SHORT TASK:
Identify each row below that contains the string "frame" and copy those rows in full. Letter case must match.

- - - - - - -

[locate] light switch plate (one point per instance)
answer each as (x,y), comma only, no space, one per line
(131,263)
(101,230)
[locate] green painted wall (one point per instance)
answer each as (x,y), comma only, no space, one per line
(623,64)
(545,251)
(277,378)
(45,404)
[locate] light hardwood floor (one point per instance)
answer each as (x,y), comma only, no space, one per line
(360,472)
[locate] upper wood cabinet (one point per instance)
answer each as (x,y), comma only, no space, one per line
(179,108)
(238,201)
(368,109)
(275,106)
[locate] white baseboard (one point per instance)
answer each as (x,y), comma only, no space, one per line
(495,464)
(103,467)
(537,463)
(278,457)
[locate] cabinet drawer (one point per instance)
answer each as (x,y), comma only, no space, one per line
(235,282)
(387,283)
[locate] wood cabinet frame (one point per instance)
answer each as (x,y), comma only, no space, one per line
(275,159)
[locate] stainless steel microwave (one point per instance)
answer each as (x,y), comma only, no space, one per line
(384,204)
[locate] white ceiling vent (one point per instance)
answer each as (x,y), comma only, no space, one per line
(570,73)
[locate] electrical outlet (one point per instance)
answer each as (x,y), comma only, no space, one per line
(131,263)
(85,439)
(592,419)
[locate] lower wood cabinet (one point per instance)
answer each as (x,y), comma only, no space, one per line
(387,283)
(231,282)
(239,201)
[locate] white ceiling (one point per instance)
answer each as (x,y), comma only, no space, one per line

- - - - - - -

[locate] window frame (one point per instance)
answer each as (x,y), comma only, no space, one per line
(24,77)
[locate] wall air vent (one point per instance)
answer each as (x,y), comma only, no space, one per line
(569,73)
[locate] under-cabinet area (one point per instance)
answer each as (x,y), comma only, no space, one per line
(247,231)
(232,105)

- - - - - - -

RESULT:
[locate] wood cabinet frame (one point per instance)
[locate] window frame (one point per instance)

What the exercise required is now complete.